**SELECTED PASSAGE**
_ _ _ _ _

THE ELEPHANT
LISTENING PROJECT

A COMBINATION OF THREATS UNIQUE TO FOREST ELEPHANTS

Forest elephants face the threats of poaching for ivory and habitat loss common to other elephants, but they also face increased pressure from hunting for meat, accelerating extraction of natural resources, and little development of an ecotourism industry that could provide alternative value. Together these raise huge challenges to their conservation

Ivory carver

Poaching
Poaching for Ivory is an increasing problem, taking the lives of many adults each year to supply the lucrative markets in Asia, but also in the U.S. Although data are scarse, poaching of forest elephants is probably on the increase. The ivory is actually more highly prized by carvers because it is softer. In addition, as protection becomes more effective in East and Southern Africa, the sparsely populated and unprotected forests of Central Africa make for safer hunting. Because of their complex social system, the death of one animal can have an effect on many others. .

_ _ _ _ _

**EXCERPTED DATA**
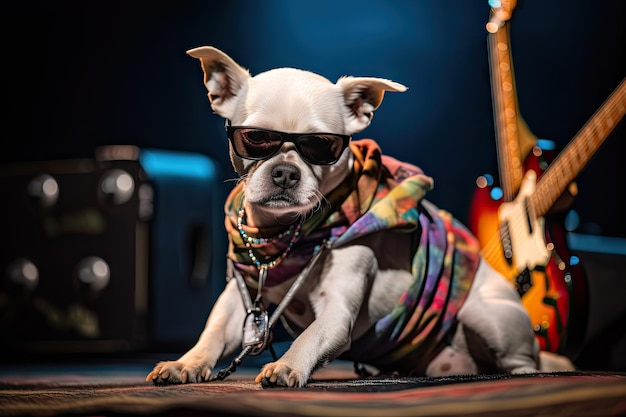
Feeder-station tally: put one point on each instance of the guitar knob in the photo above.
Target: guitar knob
(44, 190)
(94, 273)
(23, 273)
(117, 186)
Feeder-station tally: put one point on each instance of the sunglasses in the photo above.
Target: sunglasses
(259, 144)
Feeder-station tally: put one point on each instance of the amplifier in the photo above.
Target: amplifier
(120, 252)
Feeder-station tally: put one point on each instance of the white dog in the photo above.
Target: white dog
(339, 237)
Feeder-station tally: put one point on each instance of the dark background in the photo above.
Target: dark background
(77, 75)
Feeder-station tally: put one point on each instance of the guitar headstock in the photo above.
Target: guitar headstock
(501, 11)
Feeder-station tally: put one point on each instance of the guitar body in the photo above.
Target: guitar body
(554, 291)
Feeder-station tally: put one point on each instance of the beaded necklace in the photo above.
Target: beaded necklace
(294, 231)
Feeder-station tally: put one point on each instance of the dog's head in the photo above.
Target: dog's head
(288, 131)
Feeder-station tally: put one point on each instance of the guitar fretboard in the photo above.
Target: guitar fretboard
(572, 159)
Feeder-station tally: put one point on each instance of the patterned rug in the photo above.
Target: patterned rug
(120, 389)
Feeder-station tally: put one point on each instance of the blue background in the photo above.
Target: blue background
(77, 75)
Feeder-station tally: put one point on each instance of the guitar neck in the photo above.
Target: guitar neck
(513, 138)
(572, 159)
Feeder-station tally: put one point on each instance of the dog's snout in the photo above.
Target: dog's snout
(285, 176)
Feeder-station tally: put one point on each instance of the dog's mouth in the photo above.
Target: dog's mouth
(279, 201)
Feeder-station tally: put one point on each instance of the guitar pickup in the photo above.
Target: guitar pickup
(507, 246)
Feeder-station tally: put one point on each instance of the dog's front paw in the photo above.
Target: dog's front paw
(173, 372)
(279, 374)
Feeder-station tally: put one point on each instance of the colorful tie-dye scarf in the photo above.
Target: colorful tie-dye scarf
(381, 194)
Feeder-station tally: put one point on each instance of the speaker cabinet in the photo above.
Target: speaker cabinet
(108, 254)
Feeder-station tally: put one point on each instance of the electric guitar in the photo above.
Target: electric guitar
(516, 239)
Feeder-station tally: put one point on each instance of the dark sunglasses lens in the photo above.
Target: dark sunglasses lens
(255, 143)
(320, 149)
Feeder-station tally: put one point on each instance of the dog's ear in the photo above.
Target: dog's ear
(223, 77)
(362, 96)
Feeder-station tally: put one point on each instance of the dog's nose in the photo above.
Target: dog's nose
(285, 176)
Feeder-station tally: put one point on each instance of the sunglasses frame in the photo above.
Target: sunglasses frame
(286, 137)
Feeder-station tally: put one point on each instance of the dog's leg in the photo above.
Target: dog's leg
(336, 301)
(221, 336)
(494, 332)
(493, 313)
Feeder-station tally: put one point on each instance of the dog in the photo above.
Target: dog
(371, 270)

_ _ _ _ _

**TASK A**
In the forest elephant text, turn the paragraph beginning "Forest elephants face the threats" into a short bulleted list of the threats it names. Keep its main facts.
**TASK B**
Translate this sentence from the forest elephant text into Spanish: "The ivory is actually more highly prized by carvers because it is softer."
**TASK C**
Proceed with the forest elephant text, starting right after its final sentence.

**WRITTEN ANSWER A**
- Threats shared with other elephants: poaching for ivory and habitat loss
- Added threats specific to forest elephants:
  - increased hunting for meat
  - accelerating extraction of natural resources
  - little development of an ecotourism industry that could provide alternative value
- Together, these create huge challenges for their conservation.

**WRITTEN ANSWER B**
En realidad, los talladores valoran más este marfil porque es más blando.

**WRITTEN ANSWER C**
Killing for the Bushmeat Trade
Poaching for meat has become an international business in recent decades, with markets for African rainforest animals reaching even New York and other major cities of the U.S. In many ways this illegal market poses the greatest threat not only to forest elephant but to all of the larger species of animal and bird resident in the forest. This is because the hunter can target elephants of all ages, even babies, and there are lucrative markets close to the killing site in addition to the growing international one. But progress can be made to reduce the incentives of supplying the bushmeat market. Large regional markets, and the international trade, require the transport of large amounts of animal protein which, in turn, requires the use of vehicles. Checkpoints on major roads and key railroad stations could help disrupt commercial networks. Vehicle access into remote areas is often limited to the roads created for extraction of natural resources (see next section) and these could be better controlled.

Aerial view of logging road in Gabon

The greatest impact of logging activity at present is the
construction of roads which open access to hunters. Careful
control of access, vehicle inspections, and arrest for violators
could make a huge difference and could be made part of the
certification for 'Sustainable Foresty'.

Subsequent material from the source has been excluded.